• **TASK OBJECTIVE**:
Could you copy out, word for word, everything from the line containing "Please spot the airport" down to the final line below, leaving the pictures out of your answer?
======== THE RECORDS ========
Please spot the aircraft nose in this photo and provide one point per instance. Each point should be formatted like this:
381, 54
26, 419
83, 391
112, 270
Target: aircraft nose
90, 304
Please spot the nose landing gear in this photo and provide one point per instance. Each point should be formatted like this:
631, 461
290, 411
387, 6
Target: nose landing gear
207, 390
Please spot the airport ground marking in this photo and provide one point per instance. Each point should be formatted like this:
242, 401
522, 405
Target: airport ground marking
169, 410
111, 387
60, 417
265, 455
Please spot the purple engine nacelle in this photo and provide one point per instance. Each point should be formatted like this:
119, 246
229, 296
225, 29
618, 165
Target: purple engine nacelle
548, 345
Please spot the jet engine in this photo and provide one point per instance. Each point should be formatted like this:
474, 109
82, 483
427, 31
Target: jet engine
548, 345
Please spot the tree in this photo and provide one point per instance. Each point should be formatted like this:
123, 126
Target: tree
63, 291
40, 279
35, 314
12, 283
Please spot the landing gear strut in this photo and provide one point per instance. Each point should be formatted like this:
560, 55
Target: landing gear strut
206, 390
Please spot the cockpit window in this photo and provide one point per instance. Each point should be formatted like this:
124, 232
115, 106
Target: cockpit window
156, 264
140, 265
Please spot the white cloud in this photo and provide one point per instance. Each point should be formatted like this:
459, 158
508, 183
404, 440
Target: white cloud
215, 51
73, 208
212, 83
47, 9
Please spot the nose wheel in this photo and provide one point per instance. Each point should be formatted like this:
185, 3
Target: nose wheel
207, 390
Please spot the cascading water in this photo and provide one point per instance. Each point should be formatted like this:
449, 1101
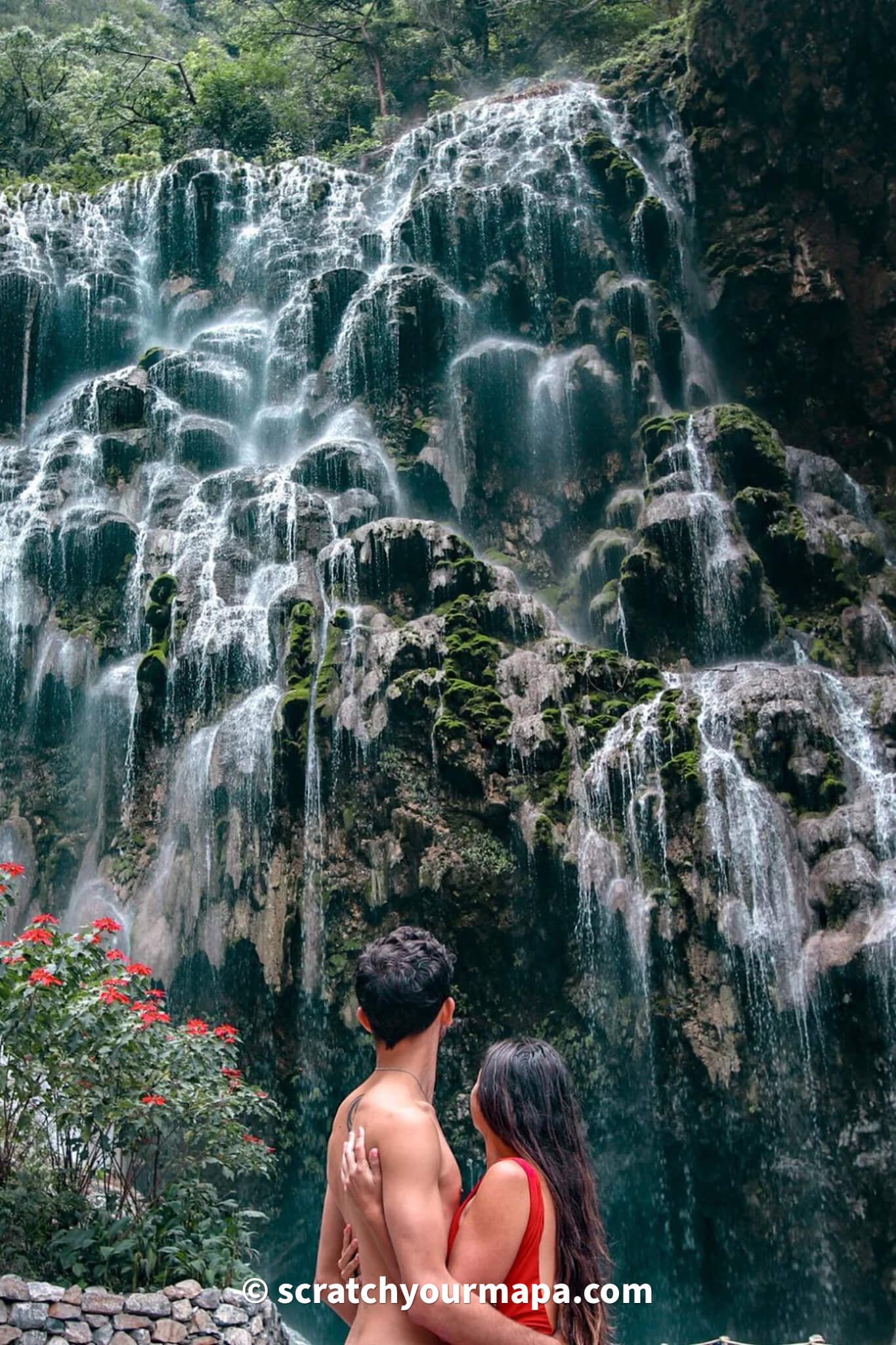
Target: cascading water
========
• **IN RESPONSE**:
Please spot the airport ground marking in this photo and provide one point per instance. Each point should be formatted like this:
242, 401
522, 405
Target: airport ground marking
169, 410
111, 387
60, 417
265, 455
Please spot the purple engine nacelle in this photo and provide one point per instance. Each point should be formatted like this:
119, 246
229, 296
225, 29
618, 165
Target: purple engine nacelle
548, 345
Please spot the jet engine in this photo and provide one point per instance. Each point should be formatted like this:
474, 109
82, 483
427, 31
Target: jet engine
548, 345
Please spot the tree in this photo and provide one point per instance. Each point should be formatted like this:
123, 126
Target: tree
63, 291
40, 279
35, 314
12, 283
Please spot the landing gear strut in this photo and provide one point per instance. Each point should be formatted like this:
560, 55
Target: landing gear strut
206, 390
Please spot the cockpit window in this photo and provide one point per instance. Each point should be formatted like this:
124, 232
115, 106
Target: cockpit window
156, 264
140, 265
Please spot the white cloud in this photo and provide one point per instance. Each point should be formatted like this:
459, 158
508, 183
404, 440
Target: white cloud
215, 51
73, 208
212, 83
47, 9
Please spot the nose wheel in this photo and provide one point per instance. Each point should be formatted like this:
185, 3
Target: nose wheel
207, 390
Please spot the cascading water in this photo and provide one point per instance. Each point should be formatted like this:
449, 1101
Target: cascading water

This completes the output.